▶ [Exercise details]:
Copy out the stretch of the material from the line containing "# target: gray concrete floor" through the line containing "181 99 L 179", character for character.

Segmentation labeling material
● ● ● ● ● ● ●

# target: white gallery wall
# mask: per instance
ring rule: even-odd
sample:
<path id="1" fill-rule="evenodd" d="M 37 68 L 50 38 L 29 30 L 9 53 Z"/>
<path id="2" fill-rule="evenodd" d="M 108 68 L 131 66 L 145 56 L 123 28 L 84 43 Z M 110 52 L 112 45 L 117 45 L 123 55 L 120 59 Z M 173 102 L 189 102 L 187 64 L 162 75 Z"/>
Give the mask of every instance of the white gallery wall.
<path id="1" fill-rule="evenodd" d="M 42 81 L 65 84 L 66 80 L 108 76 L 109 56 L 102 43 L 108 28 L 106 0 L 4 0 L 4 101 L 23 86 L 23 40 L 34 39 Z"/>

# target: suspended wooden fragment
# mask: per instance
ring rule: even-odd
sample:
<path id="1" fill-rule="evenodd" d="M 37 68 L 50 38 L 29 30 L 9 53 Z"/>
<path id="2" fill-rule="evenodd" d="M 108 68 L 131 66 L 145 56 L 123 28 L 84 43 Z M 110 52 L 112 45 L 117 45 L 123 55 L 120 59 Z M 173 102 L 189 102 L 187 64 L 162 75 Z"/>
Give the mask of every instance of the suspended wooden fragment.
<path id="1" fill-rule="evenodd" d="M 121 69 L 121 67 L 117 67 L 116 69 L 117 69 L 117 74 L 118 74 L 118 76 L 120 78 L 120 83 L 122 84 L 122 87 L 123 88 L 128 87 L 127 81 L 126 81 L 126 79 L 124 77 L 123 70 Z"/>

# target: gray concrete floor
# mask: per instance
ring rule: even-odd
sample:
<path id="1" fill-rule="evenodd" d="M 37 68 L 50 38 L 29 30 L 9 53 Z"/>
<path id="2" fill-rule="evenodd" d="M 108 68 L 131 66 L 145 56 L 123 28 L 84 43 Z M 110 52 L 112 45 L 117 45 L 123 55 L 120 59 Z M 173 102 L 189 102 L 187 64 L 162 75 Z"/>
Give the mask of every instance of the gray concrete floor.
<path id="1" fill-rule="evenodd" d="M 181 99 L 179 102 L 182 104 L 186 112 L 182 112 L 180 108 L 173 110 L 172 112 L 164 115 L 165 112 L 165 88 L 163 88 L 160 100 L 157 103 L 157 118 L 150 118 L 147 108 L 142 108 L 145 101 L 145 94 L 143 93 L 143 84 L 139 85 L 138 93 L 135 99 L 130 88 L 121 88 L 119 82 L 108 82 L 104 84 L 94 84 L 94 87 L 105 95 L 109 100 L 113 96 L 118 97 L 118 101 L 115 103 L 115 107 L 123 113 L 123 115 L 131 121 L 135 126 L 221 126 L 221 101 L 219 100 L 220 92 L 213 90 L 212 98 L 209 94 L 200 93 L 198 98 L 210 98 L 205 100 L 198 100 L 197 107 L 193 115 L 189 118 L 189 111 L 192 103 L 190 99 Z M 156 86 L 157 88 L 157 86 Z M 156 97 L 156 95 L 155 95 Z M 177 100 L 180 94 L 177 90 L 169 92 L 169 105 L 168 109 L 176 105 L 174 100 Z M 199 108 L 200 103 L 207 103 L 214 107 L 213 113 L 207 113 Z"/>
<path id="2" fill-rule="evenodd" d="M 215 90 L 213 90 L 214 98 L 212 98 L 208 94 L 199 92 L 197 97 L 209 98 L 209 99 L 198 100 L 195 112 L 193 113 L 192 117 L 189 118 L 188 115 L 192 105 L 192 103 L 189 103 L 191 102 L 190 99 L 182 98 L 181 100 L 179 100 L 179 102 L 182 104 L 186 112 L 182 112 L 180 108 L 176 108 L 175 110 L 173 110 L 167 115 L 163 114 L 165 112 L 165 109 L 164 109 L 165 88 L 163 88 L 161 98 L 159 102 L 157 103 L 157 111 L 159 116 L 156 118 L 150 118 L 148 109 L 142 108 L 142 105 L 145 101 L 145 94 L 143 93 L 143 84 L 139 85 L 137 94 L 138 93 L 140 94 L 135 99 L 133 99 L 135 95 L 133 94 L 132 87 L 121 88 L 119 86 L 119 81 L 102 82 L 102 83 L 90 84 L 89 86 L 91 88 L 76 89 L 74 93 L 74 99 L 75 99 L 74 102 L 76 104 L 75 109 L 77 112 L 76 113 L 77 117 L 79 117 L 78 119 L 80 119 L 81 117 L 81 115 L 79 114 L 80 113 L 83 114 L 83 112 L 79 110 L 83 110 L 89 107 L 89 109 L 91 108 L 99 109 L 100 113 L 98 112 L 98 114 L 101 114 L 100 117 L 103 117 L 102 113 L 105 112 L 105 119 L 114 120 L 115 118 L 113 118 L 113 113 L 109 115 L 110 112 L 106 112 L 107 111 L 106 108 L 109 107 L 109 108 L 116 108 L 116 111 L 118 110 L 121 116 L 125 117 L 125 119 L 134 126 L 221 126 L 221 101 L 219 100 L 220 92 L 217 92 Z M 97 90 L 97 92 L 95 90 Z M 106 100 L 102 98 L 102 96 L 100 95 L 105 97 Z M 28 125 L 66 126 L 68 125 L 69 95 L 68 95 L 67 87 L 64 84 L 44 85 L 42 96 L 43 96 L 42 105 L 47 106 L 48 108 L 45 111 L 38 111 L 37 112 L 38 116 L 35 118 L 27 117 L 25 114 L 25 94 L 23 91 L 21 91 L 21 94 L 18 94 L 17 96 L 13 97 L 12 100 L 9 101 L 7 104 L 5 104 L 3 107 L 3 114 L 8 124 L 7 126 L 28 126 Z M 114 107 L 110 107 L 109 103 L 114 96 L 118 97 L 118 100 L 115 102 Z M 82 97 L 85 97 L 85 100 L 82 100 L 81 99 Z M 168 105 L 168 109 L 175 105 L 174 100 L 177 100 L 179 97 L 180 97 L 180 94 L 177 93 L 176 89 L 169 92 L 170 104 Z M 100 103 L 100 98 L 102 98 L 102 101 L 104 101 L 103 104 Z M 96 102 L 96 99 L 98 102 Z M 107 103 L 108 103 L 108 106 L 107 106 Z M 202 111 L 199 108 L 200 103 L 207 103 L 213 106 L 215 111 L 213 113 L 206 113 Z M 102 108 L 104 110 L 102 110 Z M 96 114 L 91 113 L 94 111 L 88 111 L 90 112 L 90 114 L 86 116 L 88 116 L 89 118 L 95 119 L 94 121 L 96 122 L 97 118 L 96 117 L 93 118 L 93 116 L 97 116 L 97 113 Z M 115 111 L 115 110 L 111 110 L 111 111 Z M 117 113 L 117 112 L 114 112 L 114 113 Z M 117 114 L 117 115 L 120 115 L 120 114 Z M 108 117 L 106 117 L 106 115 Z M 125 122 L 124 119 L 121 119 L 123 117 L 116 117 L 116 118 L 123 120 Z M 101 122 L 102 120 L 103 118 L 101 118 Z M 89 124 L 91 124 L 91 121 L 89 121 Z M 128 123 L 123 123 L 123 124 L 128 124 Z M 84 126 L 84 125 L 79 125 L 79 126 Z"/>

● ● ● ● ● ● ●

▶ [Result of this task]:
# target: gray concrete floor
# mask: per instance
ring rule: even-odd
sample:
<path id="1" fill-rule="evenodd" d="M 37 68 L 50 38 L 29 30 L 9 53 Z"/>
<path id="2" fill-rule="evenodd" d="M 108 68 L 131 66 L 145 56 L 123 28 L 84 43 Z M 110 52 L 112 45 L 117 45 L 123 55 L 120 59 Z M 173 102 L 189 102 L 187 64 L 162 75 Z"/>
Give the mask of every instance of the gray concrete floor.
<path id="1" fill-rule="evenodd" d="M 181 99 L 179 102 L 182 104 L 186 112 L 182 112 L 180 108 L 173 110 L 172 112 L 164 115 L 165 112 L 165 88 L 163 88 L 160 100 L 157 103 L 157 118 L 150 118 L 147 108 L 142 108 L 145 101 L 145 94 L 143 93 L 143 84 L 139 85 L 138 93 L 135 99 L 130 88 L 121 88 L 119 82 L 108 82 L 104 84 L 94 84 L 94 87 L 105 95 L 109 100 L 113 96 L 118 97 L 118 101 L 115 103 L 115 107 L 123 113 L 123 115 L 131 121 L 135 126 L 221 126 L 221 101 L 219 100 L 220 92 L 213 90 L 212 98 L 209 94 L 200 93 L 198 98 L 210 98 L 205 100 L 198 100 L 197 107 L 193 115 L 189 118 L 189 111 L 192 103 L 190 99 Z M 156 86 L 157 88 L 157 86 Z M 156 97 L 156 95 L 155 95 Z M 177 100 L 180 94 L 177 90 L 169 92 L 169 105 L 168 109 L 176 105 L 174 100 Z M 199 108 L 200 103 L 207 103 L 214 107 L 213 113 L 207 113 Z"/>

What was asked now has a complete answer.